═══ Stored rows

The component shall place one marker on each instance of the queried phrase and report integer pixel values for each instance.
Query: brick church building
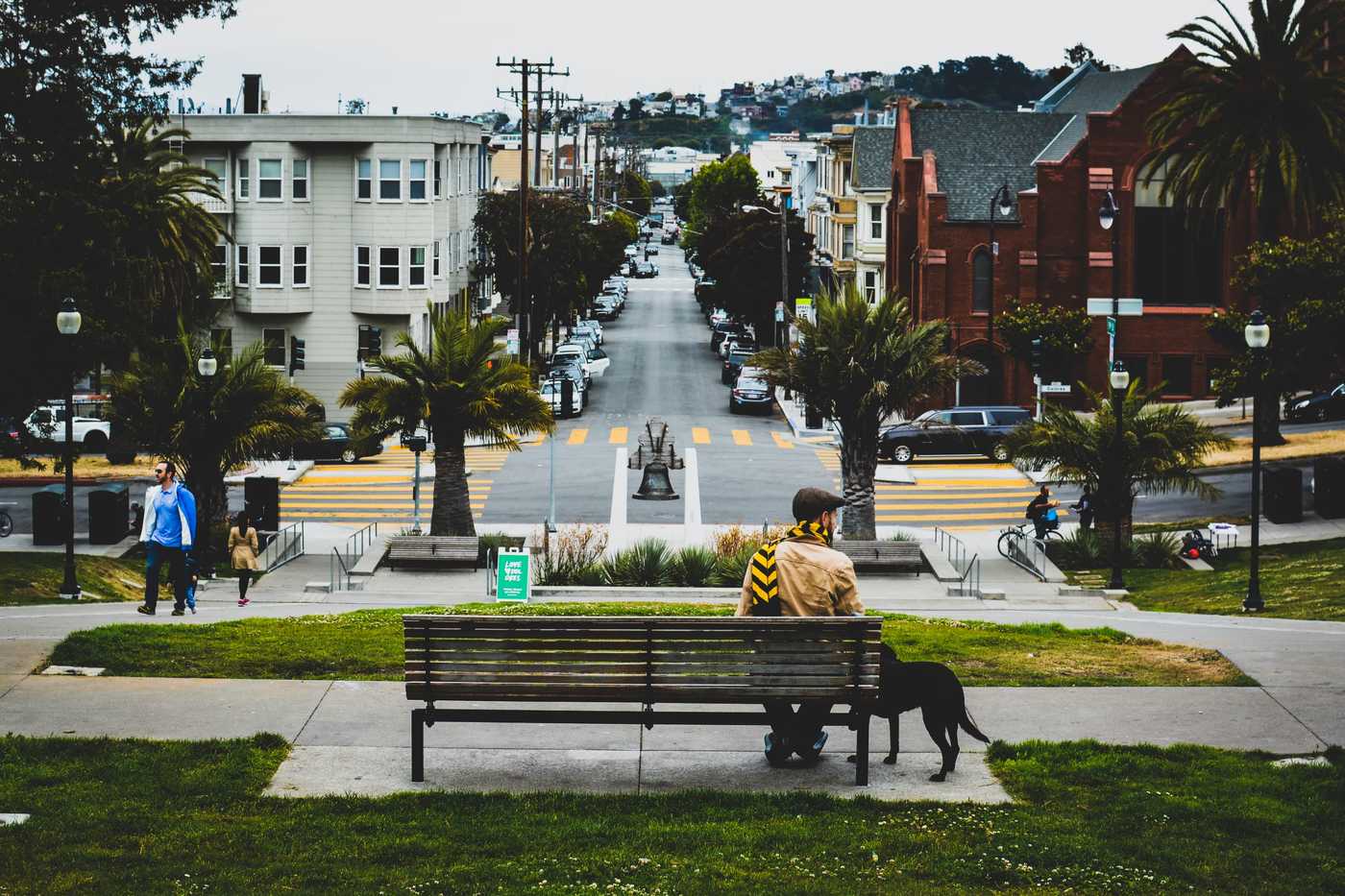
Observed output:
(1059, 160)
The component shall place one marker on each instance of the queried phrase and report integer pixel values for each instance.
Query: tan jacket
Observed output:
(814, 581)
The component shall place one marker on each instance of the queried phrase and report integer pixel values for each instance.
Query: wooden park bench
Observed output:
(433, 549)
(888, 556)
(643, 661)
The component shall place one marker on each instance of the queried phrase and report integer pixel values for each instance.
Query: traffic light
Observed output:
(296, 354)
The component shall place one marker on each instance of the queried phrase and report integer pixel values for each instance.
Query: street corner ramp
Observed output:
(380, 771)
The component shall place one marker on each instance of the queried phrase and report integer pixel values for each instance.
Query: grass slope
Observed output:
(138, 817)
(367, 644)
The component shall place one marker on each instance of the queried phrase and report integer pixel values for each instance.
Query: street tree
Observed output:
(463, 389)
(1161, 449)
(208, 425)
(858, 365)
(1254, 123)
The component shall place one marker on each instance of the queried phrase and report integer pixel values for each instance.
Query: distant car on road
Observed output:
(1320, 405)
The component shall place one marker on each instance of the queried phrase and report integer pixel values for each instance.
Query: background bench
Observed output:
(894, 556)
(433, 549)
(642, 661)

══════
═══ Stored rows

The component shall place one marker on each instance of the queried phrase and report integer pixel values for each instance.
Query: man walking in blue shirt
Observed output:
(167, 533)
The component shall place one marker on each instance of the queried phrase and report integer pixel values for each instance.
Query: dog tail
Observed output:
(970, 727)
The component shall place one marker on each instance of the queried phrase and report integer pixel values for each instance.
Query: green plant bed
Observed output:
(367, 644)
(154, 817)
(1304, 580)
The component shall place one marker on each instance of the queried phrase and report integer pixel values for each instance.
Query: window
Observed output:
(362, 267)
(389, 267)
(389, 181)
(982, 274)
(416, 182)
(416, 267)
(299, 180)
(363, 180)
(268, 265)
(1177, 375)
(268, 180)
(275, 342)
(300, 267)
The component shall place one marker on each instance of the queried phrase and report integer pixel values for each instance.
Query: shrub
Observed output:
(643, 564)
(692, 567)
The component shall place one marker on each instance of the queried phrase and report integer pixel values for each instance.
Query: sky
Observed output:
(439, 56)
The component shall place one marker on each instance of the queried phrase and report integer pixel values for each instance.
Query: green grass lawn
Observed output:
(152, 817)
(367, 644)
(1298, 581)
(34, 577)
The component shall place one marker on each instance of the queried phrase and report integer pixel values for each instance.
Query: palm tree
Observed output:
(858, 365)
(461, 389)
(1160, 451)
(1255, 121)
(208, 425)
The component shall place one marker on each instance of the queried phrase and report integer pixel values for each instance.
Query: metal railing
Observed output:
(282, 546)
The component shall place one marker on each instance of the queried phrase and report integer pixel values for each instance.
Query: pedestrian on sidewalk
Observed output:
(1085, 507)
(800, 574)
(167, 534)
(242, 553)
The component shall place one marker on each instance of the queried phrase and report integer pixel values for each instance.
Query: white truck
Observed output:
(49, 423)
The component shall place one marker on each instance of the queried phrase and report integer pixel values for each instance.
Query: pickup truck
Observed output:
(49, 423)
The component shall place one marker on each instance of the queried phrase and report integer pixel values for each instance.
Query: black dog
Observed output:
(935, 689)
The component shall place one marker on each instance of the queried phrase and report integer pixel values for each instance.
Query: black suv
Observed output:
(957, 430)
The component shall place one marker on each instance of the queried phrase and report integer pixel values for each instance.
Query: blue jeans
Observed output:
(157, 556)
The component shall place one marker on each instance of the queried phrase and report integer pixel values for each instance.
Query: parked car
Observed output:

══════

How many lines in the records contain the string "blue"? Reply with the number alone.

2